● **RECORD LIST**:

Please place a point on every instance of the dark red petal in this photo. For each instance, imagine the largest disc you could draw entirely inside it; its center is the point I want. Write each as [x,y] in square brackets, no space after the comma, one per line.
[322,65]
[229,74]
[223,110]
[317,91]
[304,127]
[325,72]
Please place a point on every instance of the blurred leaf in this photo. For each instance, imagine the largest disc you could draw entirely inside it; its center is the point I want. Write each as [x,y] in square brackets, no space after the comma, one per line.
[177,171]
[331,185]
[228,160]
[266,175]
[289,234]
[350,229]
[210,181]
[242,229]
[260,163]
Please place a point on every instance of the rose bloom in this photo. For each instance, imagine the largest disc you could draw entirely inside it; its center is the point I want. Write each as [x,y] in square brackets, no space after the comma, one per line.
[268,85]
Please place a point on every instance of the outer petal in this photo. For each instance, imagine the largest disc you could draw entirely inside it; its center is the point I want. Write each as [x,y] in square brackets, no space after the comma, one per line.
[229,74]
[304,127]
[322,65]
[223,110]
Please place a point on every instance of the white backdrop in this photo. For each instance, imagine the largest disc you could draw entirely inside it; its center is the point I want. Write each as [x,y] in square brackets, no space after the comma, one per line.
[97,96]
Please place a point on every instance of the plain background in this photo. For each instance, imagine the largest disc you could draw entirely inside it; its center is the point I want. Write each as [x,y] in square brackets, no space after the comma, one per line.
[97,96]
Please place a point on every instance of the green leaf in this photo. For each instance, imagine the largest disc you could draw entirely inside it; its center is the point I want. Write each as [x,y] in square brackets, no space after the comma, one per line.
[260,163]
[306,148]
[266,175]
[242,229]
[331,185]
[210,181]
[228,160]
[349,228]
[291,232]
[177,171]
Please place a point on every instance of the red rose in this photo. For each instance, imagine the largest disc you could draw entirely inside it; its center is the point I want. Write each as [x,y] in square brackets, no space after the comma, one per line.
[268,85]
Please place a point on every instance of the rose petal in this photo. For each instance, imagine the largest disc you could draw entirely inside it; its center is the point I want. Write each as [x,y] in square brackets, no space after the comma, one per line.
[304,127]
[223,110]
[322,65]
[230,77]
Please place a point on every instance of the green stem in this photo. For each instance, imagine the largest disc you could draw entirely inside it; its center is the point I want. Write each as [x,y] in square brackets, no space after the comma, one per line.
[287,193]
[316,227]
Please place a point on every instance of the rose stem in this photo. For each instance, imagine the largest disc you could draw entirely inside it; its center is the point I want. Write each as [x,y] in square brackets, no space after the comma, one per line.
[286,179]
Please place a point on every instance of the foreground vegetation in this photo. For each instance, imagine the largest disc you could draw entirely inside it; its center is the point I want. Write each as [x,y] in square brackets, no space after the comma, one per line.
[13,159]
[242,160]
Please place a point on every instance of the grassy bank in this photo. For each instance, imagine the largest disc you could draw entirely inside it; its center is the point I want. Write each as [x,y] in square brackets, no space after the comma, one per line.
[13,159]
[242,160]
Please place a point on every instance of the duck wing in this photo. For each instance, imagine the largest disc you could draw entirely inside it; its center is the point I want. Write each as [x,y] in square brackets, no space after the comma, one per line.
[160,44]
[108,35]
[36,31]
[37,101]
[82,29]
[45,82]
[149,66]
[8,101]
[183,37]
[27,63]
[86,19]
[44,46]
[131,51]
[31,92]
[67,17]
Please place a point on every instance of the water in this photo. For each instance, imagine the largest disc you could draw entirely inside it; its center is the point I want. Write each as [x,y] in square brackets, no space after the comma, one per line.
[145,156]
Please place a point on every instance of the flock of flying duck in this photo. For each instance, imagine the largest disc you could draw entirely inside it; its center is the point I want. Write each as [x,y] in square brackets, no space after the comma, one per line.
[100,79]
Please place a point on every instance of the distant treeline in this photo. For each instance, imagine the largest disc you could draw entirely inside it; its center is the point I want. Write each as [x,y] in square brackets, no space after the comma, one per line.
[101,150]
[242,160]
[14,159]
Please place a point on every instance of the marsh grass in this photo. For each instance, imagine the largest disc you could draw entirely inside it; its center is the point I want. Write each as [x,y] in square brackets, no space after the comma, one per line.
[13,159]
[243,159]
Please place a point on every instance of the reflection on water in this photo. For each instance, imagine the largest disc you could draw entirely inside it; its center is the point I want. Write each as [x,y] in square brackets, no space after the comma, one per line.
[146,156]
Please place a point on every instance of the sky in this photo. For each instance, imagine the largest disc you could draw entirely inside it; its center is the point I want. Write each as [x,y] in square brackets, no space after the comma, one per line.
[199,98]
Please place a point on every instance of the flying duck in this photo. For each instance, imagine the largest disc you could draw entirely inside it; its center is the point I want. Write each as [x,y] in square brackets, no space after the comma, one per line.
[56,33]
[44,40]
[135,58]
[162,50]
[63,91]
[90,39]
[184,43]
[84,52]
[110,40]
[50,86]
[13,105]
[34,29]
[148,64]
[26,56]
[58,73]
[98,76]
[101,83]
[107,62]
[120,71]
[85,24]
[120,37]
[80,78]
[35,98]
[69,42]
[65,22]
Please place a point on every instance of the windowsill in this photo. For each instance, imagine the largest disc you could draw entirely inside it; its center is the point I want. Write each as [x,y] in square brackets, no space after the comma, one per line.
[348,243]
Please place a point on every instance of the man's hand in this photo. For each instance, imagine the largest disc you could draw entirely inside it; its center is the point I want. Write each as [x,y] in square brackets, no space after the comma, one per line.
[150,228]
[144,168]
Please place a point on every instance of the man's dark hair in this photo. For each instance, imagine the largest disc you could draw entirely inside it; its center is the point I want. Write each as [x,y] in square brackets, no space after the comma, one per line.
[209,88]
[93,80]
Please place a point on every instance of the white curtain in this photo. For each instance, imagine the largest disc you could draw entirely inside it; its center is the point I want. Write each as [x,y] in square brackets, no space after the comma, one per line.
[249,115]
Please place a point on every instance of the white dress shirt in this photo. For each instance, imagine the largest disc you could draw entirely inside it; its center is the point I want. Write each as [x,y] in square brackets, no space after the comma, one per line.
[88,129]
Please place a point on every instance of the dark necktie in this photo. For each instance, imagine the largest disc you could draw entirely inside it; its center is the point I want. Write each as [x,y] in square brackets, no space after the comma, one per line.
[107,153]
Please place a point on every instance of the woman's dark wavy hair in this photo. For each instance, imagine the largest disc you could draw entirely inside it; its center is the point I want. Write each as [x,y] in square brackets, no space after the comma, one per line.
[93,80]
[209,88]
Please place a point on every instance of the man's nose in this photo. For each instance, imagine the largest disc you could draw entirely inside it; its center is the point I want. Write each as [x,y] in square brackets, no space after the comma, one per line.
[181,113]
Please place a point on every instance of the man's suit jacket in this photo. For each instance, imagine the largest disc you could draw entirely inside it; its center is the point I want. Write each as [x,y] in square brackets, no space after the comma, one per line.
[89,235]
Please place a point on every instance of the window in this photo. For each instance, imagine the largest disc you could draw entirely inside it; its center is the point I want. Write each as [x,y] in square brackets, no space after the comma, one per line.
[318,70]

● **WHAT YOU HAVE TO DO**:
Repeat every line of the records above exactly.

● **TASK RESULT**:
Please place a point on every instance of the dark red petal in this photo. For each instance, imagine the largest disc you could draw entirely inside it; its center is the point I want. Write each as [x,y] in square brackets, no space after the comma, one per line.
[322,65]
[229,74]
[223,110]
[317,91]
[304,127]
[325,72]
Please place a point on every instance of the blurred leaf in this photo. For each instance, imagine the largest disc you could draw entirely inside it; its center is the point I want. Write each as [x,y] in square brackets, no space after the comma, one per line.
[177,171]
[331,185]
[228,160]
[266,175]
[289,234]
[350,229]
[210,181]
[242,229]
[260,163]
Please place a point on every instance of the rose bloom in this photo. For each instance, imagine the largest disc you could draw entirely inside it; its center is the point I want. Write each as [x,y] in square brackets, no space after the comma, one per line.
[268,85]
Please place a point on every instance of the outer petal in this photo. For each instance, imagine the largest disc you could draw entirely inside it; its center is the point I want. Write each as [x,y] in square brackets, no space after the comma, one per line.
[229,74]
[304,127]
[322,65]
[223,110]
Please place a point on every instance of the white backdrop in this photo. For each instance, imagine the largest disc you could draw entirely inside it; its center is the point I want. Write each as [x,y] in square brackets, no space after the comma, one per line.
[97,96]
Please place a point on every instance of the plain background in this photo. For each instance, imagine the largest disc you could draw entirely inside it; its center is the point I want. Write each as [x,y] in square brackets, no space after the comma, one per line.
[97,96]
Please place a point on every instance of the green leaf in this photo. For each instance, imagine the largest disc you could draw entirely inside it; its center is the point I want. Write each as [x,y] in square brackets, no space after the comma, one per line.
[260,163]
[306,148]
[266,175]
[242,229]
[331,185]
[210,181]
[228,160]
[349,228]
[291,232]
[177,171]
Please place a point on every instance of the red rose in this photo. For each instance, imagine the largest disc you could draw entirely inside it; its center is the point I want. Write each as [x,y] in square brackets, no space after the comma, one per line.
[268,85]
Please place a point on every instance of the rose petal in this photo. For each instance, imagine the largest disc you could draw entirely inside it; its center is the point I want. Write each as [x,y] in square brackets, no space after the comma, one per line.
[304,127]
[223,110]
[322,65]
[230,77]
Please place a point on every instance of the green stem in this photo. For each instance, imagine the largest disc you could draw entirely inside it; its center is the point I want. Write each as [x,y] in square brackets, no space after the comma, one per line.
[287,193]
[316,227]
Please place a point on every instance of the rose stem in this photo. For each instance, imagine the largest disc you could draw entirely inside it; its center is the point I want. Write each as [x,y] in square brackets, no space after the comma, one per line.
[286,179]
Please place a point on every instance of the foreground vegetation in this photo. For each instance, imagine the largest disc you could draw entirely inside it; its center is the point I want. Write each as [x,y] in square brackets, no space after the comma, one per line.
[13,159]
[242,160]
Please place a point on every instance of the grassy bank in this photo. For each instance, imagine the largest disc you could draw entirely inside it; its center is the point I want. Write each as [x,y] in square brackets, no space after the comma, one per line.
[13,159]
[242,160]
Please place a point on every instance of the duck wing in this photo. For each instance, imagine the largest disc you could draw entirely inside it; its center is the point I want. Write each as [x,y] in square brackets, no space after the comma, one per line.
[160,44]
[108,35]
[36,31]
[37,101]
[82,29]
[45,82]
[149,66]
[8,101]
[183,37]
[27,63]
[86,19]
[44,46]
[131,51]
[31,92]
[67,17]
Please place a point on every instance of the water in this photo. For each instance, imagine the largest disc you could draw entirely inside it; its center is the point I want. Write each as [x,y] in square brackets, no space after the comma, one per line.
[145,156]
Please place a point on every instance of the flock of flying duck in this photo. For each instance, imagine the largest disc you could draw entirely inside it; its center is the point I want. Write each as [x,y] in square brackets, no space after the comma, one per line.
[100,79]
Please place a point on every instance of the distant treeline in this photo. For each instance, imagine the largest disc you could draw entirely inside it; its center is the point I want. Write each as [x,y] in square brackets, no space after the comma, one per line.
[101,150]
[242,160]
[14,159]
Please place a point on every instance of the marsh grass in this photo. For each instance, imagine the largest disc you could draw entirely inside it; its center is the point I want. Write each as [x,y] in square brackets, no space after the comma, one per line.
[13,159]
[243,159]
Please place a point on every instance of the reflection on water in this photo. For each instance, imagine the largest disc you could draw entirely inside it; its center is the point I want. Write each as [x,y] in square brackets, no space after the comma, one per line.
[146,156]
Please place a point on every instance of the sky in this photo. For each instance, imagine the largest disc you could draw entirely inside it; its center is the point I want. Write each as [x,y] in square brackets, no space after the comma, one per line.
[199,98]
Please place a point on every instance of the flying duck in this photo. For each instance, imagine the largest disc you could draw entirely inside it; its center is the point I want. Write each as [x,y] in square brackets, no space after the comma, one per line.
[56,33]
[44,40]
[135,58]
[162,50]
[63,91]
[90,39]
[184,43]
[84,52]
[110,40]
[50,86]
[13,105]
[34,29]
[148,64]
[26,56]
[58,73]
[98,76]
[101,83]
[107,62]
[120,71]
[85,24]
[120,37]
[80,78]
[35,98]
[69,42]
[65,22]
Please place a point on every instance of the windowsill in this photo. For each instance, imagine the largest disc you could draw entirely inside it; its center is the point I want. Write each as [x,y] in square brackets, no space after the comma, one per line.
[348,243]
Please place a point on every instance of the man's hand in this photo. For each instance, imagine the largest disc you could draw entirely inside it; its center is the point I want. Write each as [x,y] in square brackets, no space after the comma, one per line.
[150,228]
[144,168]
Please place a point on every instance of the man's dark hair in this photo. For each instance, imagine the largest disc you could draw entirely inside it; its center is the point I want. Write each as [x,y] in square brackets, no space after the comma, one per line.
[209,88]
[93,80]
Please place a point on every instance of the white curtain in this photo. For each instance, imagine the largest disc you could draw entirely inside it; its center is the point I want. Write each as [x,y] in square brackets, no space after the comma, one per line.
[249,115]
Please place a point on every instance of the white dress shirt in this photo. For each instance, imagine the largest disc you could draw entirely inside it; its center is the point I want. Write each as [x,y] in square brackets, no space after the comma, one per line.
[88,129]
Please place a point on every instance of the dark necktie in this photo. For each instance, imagine the largest disc you could draw entirely inside it; its center is the point I want. Write each as [x,y] in square brackets, no space after the comma, one per line.
[107,153]
Please place a point on every instance of the woman's dark wavy hair in this photo. For each instance, imagine the largest disc you could draw entirely inside it; its center is the point I want. Write each as [x,y] in square brackets, no space after the comma, one per line.
[93,80]
[209,88]
Please place a point on every instance of the man's nose in this photo. For each instance, imagine the largest disc you could draw entirely inside it; its center is the point I want. Write each as [x,y] in square brackets, no space after the comma, one per line.
[181,113]
Please place a point on every instance of the man's suit jacket in this photo. For each instance, imagine the largest disc you could draw entirely inside it; its center is the point I want. Write each as [x,y] in square brackets, no space after the comma, one per line.
[89,235]
Please place a point on every instance of the window in this photo. For each instance, imagine the largest disc you could draw entirely inside it; its center is the point I want. Write each as [x,y] in square brackets, no space after the comma, one per line.
[318,70]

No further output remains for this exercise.